● Perintah A: Kembalikan semua baris data yang mengandung kata "that".

● Teks Bacaan:

Berkenaan dengan pengelolaan dana Tapera yang setidaknya melibatkan 3 badan usaha yakni BP Tapera yang akan mengelola dana Tapera, Bank Kustodian yang akan menyimpan dan menarik dana peserta Tapera, juga Bank yang ditunjukan untuk menyalurkan dana pembiayaan dari Tapera. Banyaknya badan usaha yang akan terlibat dalam urusan dana Tapera berpotensi pada kerumitan proses, pertanggungjawaban yang tidak jelas terhadap publik mengingat terdapat perputaran keuntungan yang besar di sana. Contoh saja jika jumlah pekerja di Indonesia tahun 2024 sekitar 150 juta dengan upah rata-rata 3.647.920, artinya setidaknya setiap pekerja akan dipotong 109.437, jika dikumpulkan dalam satu bulan ada 16,5 triliun rupiah dan satu tahun 197 triliun rupiah, pertanyaannya siapa yang menikmati keuntungan itu? Bagaimana publik dapat meminta transparansi tentang pengelolaan dana yang sudah dibayarkan melalui Tapera. Lebih-lebih dengan data yang menunjukkan Indonesia sebagai negara paling korup ke-4 di dunia, program ini justru akan menjadi wahana baru praktik korupsi di Indonesia ditambah lagi selama ini dana publik yang dikelola oleh pemerintah atau badan publik seringkali meninggalkan banyak masalah. Salah satu yang sampai saat ini tidak jelas penyelesaiannya adalah kasus yang melibatkan Jiwasraya.

● Perintah B:
Jawab pertanyaan berikut berdasarkan teks bacaan tentang dana Tapera:
(i) Setidaknya berapa badan usaha yang terlibat dalam pengelolaan dana Tapera?
(ii) Berapa upah rata-rata pekerja yang dipakai dalam contoh perhitungan?
(iii) Kasus apa yang disebut sampai saat ini tidak jelas penyelesaiannya?

● Data Tugas:
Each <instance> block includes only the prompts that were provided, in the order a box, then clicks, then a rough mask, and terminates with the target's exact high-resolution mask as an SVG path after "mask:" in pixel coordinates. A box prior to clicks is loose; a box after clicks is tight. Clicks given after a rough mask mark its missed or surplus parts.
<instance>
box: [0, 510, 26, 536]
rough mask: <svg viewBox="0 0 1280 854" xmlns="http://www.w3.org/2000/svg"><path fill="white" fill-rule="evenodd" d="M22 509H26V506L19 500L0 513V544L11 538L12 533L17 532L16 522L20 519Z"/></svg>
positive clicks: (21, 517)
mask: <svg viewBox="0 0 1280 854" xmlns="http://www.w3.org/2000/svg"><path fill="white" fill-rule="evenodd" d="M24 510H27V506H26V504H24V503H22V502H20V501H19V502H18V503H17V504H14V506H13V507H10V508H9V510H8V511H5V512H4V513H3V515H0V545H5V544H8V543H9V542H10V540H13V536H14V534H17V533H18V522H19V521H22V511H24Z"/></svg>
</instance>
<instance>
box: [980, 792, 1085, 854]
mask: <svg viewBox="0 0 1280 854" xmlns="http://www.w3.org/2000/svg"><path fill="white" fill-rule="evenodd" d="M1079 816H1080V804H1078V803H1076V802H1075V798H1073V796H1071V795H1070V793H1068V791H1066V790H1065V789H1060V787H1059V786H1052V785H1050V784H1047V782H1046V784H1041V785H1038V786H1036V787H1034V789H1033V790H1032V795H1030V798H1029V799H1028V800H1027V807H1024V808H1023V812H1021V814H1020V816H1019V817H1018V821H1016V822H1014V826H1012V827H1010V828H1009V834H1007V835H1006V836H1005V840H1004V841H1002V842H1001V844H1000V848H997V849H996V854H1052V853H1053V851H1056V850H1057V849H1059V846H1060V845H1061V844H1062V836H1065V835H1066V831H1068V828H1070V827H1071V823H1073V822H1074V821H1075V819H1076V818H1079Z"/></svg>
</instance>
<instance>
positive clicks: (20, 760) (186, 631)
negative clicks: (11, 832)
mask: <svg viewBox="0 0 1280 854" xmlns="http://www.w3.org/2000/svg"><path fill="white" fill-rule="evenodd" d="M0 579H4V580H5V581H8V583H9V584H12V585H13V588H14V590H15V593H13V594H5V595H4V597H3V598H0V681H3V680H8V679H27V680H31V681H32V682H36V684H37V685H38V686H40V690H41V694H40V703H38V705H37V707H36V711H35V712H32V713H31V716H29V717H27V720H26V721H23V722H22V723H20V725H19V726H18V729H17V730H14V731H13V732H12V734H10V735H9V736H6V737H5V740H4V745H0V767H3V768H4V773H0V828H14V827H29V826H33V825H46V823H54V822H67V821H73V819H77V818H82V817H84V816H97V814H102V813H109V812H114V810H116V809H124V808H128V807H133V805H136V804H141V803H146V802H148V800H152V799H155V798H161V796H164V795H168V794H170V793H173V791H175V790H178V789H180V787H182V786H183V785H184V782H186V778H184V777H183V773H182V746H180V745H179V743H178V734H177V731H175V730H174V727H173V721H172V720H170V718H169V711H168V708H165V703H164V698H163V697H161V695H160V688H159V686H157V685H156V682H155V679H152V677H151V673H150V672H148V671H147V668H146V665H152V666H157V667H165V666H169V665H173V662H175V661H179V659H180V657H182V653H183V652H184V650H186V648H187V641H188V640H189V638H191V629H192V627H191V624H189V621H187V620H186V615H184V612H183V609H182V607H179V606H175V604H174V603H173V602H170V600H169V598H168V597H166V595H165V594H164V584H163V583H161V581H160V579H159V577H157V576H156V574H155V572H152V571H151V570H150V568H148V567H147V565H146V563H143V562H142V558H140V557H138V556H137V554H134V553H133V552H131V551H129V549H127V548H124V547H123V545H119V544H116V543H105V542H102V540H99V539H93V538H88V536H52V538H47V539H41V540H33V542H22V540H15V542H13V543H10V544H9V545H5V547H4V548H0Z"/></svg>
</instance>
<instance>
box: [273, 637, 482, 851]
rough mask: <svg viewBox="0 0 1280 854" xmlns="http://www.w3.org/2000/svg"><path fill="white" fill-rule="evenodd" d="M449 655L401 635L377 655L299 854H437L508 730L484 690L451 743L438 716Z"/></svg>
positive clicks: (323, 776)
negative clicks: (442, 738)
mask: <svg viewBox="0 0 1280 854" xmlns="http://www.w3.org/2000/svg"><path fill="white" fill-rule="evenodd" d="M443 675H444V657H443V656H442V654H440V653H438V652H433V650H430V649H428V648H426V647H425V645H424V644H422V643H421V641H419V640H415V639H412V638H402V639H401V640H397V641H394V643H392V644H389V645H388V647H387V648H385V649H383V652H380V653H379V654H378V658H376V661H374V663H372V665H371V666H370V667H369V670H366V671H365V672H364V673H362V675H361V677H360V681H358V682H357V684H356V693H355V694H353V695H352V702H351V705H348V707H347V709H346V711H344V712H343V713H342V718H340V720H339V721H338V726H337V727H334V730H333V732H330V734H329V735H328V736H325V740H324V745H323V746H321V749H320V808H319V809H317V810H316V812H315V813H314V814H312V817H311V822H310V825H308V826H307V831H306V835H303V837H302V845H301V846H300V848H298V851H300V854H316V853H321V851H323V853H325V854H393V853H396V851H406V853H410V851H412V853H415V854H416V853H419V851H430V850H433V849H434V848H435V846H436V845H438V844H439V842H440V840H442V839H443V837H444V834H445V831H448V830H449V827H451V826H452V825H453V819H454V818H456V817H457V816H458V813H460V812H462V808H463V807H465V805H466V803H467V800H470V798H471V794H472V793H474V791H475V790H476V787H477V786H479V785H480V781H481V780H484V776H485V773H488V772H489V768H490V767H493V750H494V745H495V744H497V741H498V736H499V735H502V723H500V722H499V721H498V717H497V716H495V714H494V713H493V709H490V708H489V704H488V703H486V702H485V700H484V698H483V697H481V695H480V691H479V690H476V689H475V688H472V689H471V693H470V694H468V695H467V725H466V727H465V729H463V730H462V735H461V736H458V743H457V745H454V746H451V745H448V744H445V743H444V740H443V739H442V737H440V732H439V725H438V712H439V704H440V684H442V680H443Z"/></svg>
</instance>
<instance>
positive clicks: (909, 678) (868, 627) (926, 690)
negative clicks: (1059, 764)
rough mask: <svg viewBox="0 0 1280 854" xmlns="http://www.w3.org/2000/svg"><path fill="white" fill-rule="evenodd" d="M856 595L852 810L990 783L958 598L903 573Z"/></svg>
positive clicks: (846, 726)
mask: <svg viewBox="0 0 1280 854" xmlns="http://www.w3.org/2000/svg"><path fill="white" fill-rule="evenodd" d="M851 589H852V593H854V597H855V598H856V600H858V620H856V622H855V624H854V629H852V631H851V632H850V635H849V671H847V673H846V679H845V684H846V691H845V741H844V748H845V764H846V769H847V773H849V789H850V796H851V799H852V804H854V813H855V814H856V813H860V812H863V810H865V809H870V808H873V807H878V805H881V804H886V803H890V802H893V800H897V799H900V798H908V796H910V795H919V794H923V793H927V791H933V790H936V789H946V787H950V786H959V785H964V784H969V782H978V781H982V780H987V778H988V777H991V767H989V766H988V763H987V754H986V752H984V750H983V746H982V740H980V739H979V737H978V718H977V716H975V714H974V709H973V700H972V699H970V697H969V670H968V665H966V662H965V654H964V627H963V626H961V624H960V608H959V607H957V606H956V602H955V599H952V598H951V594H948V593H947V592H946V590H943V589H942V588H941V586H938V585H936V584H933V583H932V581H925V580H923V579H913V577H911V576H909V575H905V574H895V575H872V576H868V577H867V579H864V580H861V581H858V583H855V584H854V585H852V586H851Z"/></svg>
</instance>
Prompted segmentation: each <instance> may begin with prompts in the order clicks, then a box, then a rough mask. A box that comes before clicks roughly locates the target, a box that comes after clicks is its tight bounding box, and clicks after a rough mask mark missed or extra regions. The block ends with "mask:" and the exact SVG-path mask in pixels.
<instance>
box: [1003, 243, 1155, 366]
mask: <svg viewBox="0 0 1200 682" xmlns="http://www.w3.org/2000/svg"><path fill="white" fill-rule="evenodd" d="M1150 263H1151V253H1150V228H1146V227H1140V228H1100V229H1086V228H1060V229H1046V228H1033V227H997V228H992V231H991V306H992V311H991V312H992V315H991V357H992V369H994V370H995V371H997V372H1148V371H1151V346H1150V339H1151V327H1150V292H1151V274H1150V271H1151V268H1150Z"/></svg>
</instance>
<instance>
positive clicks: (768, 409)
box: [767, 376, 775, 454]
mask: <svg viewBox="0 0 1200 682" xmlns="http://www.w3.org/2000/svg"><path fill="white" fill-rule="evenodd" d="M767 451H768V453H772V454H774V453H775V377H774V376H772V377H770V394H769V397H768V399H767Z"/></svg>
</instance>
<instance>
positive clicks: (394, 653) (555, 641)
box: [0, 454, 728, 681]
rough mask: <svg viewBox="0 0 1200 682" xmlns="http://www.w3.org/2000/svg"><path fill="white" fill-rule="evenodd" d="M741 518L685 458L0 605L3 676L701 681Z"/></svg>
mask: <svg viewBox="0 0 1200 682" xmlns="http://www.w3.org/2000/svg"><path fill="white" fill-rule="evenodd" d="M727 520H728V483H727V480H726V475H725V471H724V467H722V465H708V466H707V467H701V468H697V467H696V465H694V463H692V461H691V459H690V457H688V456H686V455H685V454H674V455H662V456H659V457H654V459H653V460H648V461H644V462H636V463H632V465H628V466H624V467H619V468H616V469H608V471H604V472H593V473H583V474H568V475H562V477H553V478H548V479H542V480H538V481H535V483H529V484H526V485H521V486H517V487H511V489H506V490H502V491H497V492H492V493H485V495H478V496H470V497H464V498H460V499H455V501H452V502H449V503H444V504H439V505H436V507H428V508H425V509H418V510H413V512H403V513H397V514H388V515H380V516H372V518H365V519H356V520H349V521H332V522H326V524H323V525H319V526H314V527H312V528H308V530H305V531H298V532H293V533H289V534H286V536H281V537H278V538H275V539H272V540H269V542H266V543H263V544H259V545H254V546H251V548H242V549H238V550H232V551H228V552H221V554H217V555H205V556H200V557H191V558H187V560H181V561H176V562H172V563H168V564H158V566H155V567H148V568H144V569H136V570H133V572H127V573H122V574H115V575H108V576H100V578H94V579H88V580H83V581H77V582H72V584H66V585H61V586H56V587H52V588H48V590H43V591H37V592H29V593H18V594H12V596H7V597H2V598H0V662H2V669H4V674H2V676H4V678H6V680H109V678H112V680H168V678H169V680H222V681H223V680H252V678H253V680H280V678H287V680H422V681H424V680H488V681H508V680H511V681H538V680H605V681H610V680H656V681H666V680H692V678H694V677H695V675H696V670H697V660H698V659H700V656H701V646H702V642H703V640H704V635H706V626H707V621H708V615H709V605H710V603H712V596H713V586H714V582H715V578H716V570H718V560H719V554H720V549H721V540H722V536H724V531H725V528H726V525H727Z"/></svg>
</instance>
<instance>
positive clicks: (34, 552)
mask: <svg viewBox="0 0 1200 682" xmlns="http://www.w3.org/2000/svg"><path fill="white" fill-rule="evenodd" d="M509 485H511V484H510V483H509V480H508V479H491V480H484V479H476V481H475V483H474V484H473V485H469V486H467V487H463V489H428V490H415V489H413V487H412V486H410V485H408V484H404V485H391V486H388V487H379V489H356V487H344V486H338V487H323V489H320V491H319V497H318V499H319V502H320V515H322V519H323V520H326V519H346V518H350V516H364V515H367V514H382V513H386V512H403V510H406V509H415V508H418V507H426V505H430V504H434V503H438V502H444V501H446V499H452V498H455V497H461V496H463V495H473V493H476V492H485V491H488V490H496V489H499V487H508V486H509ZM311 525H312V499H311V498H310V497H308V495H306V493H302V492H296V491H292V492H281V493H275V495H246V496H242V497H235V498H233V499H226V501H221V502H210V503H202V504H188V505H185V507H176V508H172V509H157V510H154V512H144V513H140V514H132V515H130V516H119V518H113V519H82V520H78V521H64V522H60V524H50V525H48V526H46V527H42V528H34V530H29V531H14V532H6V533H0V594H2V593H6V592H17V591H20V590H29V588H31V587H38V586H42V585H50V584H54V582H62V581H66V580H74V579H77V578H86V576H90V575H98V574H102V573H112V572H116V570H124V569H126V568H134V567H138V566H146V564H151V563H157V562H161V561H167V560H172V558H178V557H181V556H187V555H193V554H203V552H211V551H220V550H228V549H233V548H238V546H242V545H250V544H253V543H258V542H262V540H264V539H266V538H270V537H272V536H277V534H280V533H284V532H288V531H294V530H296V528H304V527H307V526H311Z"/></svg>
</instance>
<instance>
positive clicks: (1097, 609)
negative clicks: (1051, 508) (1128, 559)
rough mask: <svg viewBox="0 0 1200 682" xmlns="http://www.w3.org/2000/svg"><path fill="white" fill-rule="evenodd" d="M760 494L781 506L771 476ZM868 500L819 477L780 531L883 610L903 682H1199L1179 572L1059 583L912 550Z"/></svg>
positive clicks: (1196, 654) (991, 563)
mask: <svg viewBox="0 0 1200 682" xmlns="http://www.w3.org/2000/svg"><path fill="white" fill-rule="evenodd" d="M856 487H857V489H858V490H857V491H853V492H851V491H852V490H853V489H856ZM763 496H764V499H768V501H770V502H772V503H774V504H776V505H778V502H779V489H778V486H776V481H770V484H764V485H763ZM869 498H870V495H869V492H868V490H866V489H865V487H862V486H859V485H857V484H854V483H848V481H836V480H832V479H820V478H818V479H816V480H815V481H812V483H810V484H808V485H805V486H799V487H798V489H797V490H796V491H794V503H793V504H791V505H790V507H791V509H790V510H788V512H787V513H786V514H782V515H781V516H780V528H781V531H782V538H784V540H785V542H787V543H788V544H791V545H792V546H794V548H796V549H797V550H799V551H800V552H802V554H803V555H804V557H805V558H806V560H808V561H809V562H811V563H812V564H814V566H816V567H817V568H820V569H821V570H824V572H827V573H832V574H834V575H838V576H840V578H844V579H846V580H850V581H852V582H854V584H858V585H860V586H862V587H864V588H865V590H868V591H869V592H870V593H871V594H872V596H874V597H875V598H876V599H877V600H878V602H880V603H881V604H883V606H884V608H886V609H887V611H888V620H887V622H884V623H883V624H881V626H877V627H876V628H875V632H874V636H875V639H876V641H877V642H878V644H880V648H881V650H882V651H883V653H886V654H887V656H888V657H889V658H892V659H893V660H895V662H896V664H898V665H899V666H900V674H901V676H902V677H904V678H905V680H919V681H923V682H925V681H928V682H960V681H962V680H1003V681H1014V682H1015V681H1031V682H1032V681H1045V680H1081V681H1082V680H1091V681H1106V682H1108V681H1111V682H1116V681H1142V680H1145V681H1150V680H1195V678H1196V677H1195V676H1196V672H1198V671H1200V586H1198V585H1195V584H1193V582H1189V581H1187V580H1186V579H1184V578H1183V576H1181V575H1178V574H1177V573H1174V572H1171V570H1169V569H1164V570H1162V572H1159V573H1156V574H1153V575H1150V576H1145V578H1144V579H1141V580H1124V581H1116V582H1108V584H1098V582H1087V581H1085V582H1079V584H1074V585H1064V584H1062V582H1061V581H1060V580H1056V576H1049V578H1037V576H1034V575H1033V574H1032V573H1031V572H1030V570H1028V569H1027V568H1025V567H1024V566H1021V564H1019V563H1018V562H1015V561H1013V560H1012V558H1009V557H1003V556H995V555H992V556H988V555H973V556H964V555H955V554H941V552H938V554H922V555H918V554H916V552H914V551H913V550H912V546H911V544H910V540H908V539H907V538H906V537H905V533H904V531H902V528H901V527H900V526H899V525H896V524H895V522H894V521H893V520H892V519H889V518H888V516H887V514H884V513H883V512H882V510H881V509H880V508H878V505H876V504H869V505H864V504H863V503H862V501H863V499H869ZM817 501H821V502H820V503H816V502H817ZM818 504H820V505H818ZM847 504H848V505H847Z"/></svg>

● Jawaban Tugas A:
Each <instance> block includes only the prompts that were provided, in the order a box, then clicks, then a rough mask, and terminates with the target's exact high-resolution mask as an SVG path after "mask:" in pixel coordinates. A box prior to clicks is loose; a box after clicks is tight. Clicks given after a rough mask mark its missed or surplus parts.
Prompted segmentation: each <instance> may begin with prompts in the order clicks, then a box, then a rough mask. A box that comes before clicks roughly locates the target, a box that comes after clicks is its tight bounding box, and clicks after a rough mask mark missed or extra regions. The block ends with "mask:" and the exact SVG-path mask in pixels.

● Jawaban Tugas B:
(i) Tiga badan usaha.
(ii) 3.647.920.
(iii) Kasus yang melibatkan Jiwasraya.